## Exercise A:
Copy out the DSP course description in full, word for word.

>> start Passage provided

This course will study digital signal processing techniques from both a theoretical and practical perspective. You will gain hands-on experience in developing digital audio signal processing applications on both a PC (using the C++ language) and real-time processing using a DSP processor.
The Scientist and Engineer's Guide to Digital Signal Processing,
Second Edition,
by Stephen W. Smith, 1999, California Technical Publishing,
ISBN 0-9660176-4-1
The electronic edition ISBN 0-9660176-6-8 is available free at
http://www.dspguide.com
After successfully completing this course the student will be able to do the following:
Describe the process of sampling, and quantization of an analog signal.
Explain the effects of signal sampling, including resolution, error rates, aliasing, and the Nyquist limit.
Write programs which utilize standard file formats (e.g. WAV files) for storage of digital samples.
Understand the properties of convolution and write programs in C/C++ which convolve signals to effect various types of digital filters.
Describe the concept of the Fourier transform and apply Fourier transforms to discrete signals to convert signals from the time domain to the frequency domain.

>> end Passage provided
>> start Data for processing

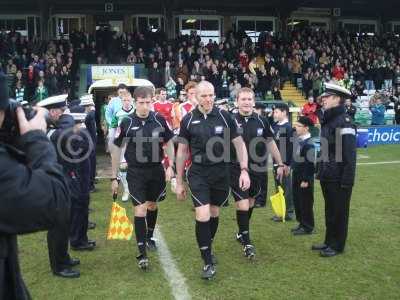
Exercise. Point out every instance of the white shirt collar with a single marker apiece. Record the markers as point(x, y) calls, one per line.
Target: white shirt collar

>> end Data for processing
>> start Data for processing

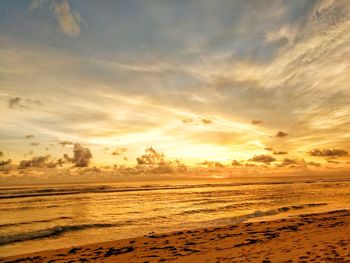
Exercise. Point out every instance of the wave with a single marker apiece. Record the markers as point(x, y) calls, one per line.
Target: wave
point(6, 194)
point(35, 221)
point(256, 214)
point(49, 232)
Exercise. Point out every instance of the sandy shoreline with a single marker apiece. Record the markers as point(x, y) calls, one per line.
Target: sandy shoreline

>> end Data for processing
>> start Data for processing

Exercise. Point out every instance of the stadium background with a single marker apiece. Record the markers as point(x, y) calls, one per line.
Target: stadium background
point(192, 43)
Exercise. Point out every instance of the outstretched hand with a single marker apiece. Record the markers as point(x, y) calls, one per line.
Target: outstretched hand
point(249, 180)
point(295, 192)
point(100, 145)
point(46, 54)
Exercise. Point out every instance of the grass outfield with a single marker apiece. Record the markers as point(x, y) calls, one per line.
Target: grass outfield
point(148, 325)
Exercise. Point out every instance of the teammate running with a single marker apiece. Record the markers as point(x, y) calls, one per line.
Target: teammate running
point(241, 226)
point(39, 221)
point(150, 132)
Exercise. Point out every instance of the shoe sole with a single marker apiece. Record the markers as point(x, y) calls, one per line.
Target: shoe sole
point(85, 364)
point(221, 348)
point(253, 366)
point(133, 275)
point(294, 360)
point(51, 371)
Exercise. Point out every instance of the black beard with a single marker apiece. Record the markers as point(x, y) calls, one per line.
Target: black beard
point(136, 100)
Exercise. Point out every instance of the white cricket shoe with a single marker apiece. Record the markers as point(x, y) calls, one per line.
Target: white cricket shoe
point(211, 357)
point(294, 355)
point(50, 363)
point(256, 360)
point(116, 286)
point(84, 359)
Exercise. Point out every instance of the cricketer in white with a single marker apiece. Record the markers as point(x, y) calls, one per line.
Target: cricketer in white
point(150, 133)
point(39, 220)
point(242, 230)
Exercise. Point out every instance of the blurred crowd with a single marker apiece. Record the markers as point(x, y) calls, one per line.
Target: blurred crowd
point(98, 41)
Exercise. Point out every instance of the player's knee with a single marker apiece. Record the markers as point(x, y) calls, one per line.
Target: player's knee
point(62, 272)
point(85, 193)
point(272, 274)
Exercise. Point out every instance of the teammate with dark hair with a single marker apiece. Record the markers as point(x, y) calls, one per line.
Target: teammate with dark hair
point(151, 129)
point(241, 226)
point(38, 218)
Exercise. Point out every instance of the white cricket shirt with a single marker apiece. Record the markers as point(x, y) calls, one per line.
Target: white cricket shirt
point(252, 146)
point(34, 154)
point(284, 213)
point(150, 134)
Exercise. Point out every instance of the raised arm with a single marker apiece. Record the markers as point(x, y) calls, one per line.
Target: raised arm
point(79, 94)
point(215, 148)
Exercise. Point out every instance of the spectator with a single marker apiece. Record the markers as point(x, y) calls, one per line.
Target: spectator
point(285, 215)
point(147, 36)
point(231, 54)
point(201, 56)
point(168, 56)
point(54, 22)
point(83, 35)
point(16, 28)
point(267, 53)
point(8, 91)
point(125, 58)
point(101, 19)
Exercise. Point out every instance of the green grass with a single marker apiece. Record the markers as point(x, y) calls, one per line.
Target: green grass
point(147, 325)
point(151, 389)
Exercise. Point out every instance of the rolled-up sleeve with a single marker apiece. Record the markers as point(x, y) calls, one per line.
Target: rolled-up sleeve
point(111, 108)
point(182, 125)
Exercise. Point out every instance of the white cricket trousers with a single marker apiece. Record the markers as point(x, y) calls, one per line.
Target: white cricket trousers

>> end Data for processing

## Exercise B:
In the records, start at the line containing "Exercise. Point out every instance of the teammate running" and stop after the line containing "point(84, 359)". Rewrite only those lines, replacing "black beard" with "dark beard" and leaving everything else unchanged.

## Final result A:
This course will study digital signal processing techniques from both a theoretical and practical perspective. You will gain hands-on experience in developing digital audio signal processing applications on both a PC (using the C++ language) and real-time processing using a DSP processor.
The Scientist and Engineer's Guide to Digital Signal Processing,
Second Edition,
by Stephen W. Smith, 1999, California Technical Publishing,
ISBN 0-9660176-4-1
The electronic edition ISBN 0-9660176-6-8 is available free at
http://www.dspguide.com
After successfully completing this course the student will be able to do the following:
Describe the process of sampling, and quantization of an analog signal.
Explain the effects of signal sampling, including resolution, error rates, aliasing, and the Nyquist limit.
Write programs which utilize standard file formats (e.g. WAV files) for storage of digital samples.
Understand the properties of convolution and write programs in C/C++ which convolve signals to effect various types of digital filters.
Describe the concept of the Fourier transform and apply Fourier transforms to discrete signals to convert signals from the time domain to the frequency domain.

## Final result B:
Exercise. Point out every instance of the teammate running with a single marker apiece. Record the markers as point(x, y) calls, one per line.
Target: teammate running
point(241, 226)
point(39, 221)
point(150, 132)
Exercise. Point out every instance of the shoe sole with a single marker apiece. Record the markers as point(x, y) calls, one per line.
Target: shoe sole
point(85, 364)
point(221, 348)
point(253, 366)
point(133, 275)
point(294, 360)
point(51, 371)
Exercise. Point out every instance of the dark beard with a single marker apiece. Record the markers as point(x, y) calls, one per line.
Target: dark beard
point(136, 100)
Exercise. Point out every instance of the white cricket shoe with a single marker apiece. Record the markers as point(x, y) calls, one per line.
Target: white cricket shoe
point(211, 357)
point(294, 355)
point(50, 363)
point(256, 360)
point(116, 286)
point(84, 359)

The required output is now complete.